#### Supplied information
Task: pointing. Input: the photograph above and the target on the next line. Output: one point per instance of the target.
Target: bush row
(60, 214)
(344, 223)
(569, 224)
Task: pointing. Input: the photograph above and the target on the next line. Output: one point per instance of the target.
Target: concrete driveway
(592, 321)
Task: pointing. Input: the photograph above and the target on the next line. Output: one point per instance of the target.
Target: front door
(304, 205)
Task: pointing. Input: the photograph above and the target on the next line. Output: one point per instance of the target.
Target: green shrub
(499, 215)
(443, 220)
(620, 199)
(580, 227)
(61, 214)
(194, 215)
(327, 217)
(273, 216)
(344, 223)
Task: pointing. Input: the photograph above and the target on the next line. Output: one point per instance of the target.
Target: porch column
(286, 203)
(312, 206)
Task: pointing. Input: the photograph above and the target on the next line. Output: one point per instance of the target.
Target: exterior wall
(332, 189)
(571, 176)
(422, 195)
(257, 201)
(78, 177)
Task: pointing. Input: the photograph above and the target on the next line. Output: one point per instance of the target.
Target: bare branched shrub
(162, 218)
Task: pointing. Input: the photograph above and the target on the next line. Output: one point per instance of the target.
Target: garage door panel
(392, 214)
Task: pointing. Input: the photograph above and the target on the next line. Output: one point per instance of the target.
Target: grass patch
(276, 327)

#### Problem
Word for word, extract all the records.

#### Solution for this exercise
Task: pointing. Input: the photograph above and the target on the next line. Output: one point per instance of the target.
Target: bush row
(60, 214)
(344, 223)
(569, 224)
Task: pointing. Input: the photograph above and the target on the next line. Output: one point per instance of the target.
Target: concrete driveway
(592, 321)
Task: pointing. Input: the photograph above and the target on the next line. Output: one point per instance of the target.
Target: front door
(304, 205)
Task: pointing. Input: the photograph above and the target on the next line. Output: one point per instance of the target.
Target: green shrub
(499, 215)
(443, 220)
(620, 199)
(580, 227)
(61, 214)
(194, 215)
(327, 217)
(273, 216)
(344, 223)
Task: pointing. Input: the photograph above and the target on the next line. Output: one point per instance of the target.
Target: porch column
(286, 203)
(312, 206)
Task: pointing. Input: the photograph above and the target on the next line. Output: one point per instance of the target.
Target: exterior wall
(332, 189)
(571, 176)
(422, 195)
(257, 201)
(78, 177)
Task: pointing. Input: the photograph above and the target on the next line. Output: one point per instance of the target.
Target: bare branched shrub
(162, 218)
Task: pointing. Input: the photograph above and the target on the next line. Output: one point per instance of the target.
Target: garage door panel
(392, 214)
Task: pointing. Input: the photograph above and the target on the next line. Output: one point per instance of the target.
Target: grass patch
(276, 327)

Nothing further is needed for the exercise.